Background/Purpose: Gain-of-function mutations in
NLRP3 cause a spectrum of autoinflammatory diseases
known as cryopyrin-associated periodic syndromes
(CAPS), with neonatal-onset multisystem inflammatory disease (NOMID) being the
most severe form of CAPS. These mutations cause excess production of the proinflammatory cytokine IL-β, which is responsible,
at least in part, for the phenotype. IL-1β is produced in a pro-form and
processed to a mature form by active caspase-1. NLRP3 is a key component of a multiprotein complex known as the inflammasome that
mediates the maturation and release of IL-1β, in part through caspase-1
activation, and can induce rapid cell death resulting in the release of other proinflammatory mediators such as apoptosis-associated
speck-like protein containing a CARD (ASC). Two pathways to cell death have
been implicated. One is caspase-1 dependent ‘pyroptosis‘
and the other is caspase-1-independent ‘pyronecrosis‘.
 The precise molecular mechanisms, as well as the role of NLRP3 mutations
in cell death, remain to be elucidated. Our recent data (manuscript in revision)
provide evidence that caspase-1 inhibition only partially reduces IL-1β
release and fails to abrogate cell death in cells from NOMID patients, while cathepsin B inhibition prevents both cell death and
IL-1β release. Here we investigated the consequences of caspse-1 and cathepsin B inhibition on the link between released
IL-1β and cell death.

Entries from a dataset
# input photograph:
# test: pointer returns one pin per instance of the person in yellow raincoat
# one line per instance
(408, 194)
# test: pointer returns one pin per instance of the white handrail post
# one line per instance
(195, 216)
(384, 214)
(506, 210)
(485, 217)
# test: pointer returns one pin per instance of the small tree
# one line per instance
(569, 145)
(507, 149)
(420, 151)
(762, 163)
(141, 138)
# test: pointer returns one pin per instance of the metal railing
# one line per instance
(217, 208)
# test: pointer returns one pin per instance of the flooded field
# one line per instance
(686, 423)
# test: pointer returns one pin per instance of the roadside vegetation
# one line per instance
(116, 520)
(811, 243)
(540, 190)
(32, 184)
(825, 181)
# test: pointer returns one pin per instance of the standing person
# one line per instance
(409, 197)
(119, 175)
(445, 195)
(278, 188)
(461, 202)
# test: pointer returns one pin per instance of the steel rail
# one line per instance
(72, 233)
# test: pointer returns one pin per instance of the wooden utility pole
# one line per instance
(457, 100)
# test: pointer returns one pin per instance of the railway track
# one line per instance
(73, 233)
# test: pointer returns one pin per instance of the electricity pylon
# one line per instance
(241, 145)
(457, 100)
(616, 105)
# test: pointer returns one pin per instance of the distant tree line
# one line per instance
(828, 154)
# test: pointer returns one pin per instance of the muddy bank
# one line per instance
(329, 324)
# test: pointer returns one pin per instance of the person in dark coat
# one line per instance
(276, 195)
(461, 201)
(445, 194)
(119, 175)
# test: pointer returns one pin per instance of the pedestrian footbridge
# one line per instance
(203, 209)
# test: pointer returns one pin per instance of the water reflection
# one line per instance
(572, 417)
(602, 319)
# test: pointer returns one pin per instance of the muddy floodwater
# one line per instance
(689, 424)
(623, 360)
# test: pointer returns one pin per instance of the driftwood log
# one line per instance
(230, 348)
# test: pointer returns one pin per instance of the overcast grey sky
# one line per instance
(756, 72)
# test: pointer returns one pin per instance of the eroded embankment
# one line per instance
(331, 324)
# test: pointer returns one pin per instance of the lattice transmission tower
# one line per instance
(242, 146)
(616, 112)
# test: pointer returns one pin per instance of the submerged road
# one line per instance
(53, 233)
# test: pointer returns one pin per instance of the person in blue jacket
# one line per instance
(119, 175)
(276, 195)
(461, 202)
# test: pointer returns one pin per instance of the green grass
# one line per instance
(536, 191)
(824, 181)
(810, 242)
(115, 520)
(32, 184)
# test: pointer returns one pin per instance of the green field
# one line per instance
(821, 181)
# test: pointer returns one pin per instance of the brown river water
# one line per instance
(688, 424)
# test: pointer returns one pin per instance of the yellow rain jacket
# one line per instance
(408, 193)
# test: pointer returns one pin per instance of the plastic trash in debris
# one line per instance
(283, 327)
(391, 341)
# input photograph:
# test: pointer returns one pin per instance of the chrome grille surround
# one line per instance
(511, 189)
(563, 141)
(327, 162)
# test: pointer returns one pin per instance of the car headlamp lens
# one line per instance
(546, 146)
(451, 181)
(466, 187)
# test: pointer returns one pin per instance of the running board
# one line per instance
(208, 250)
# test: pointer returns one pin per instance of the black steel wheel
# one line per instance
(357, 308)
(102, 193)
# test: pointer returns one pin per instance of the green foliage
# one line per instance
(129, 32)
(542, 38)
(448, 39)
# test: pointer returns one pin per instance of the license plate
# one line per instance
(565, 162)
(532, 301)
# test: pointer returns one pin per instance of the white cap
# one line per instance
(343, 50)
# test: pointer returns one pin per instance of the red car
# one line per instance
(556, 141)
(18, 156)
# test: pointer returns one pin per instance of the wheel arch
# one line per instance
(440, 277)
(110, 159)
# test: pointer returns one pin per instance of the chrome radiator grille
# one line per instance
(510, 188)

# [EXERCISE 1]
According to the NLRP3 abstract, which disease is the most severe form of CAPS?
# [EXERCISE 2]
Write out the NLRP3 abstract from "The precise molecular" to "(manuscript in revision)", swapping "molecular mechanisms" for "biochemical mechanisms".

# [OUTPUT 1]
Neonatal-onset multisystem inflammatory disease (NOMID).

# [OUTPUT 2]
The precise biochemical mechanisms, as well as the role of NLRP3 mutations
in cell death, remain to be elucidated. Our recent data (manuscript in revision)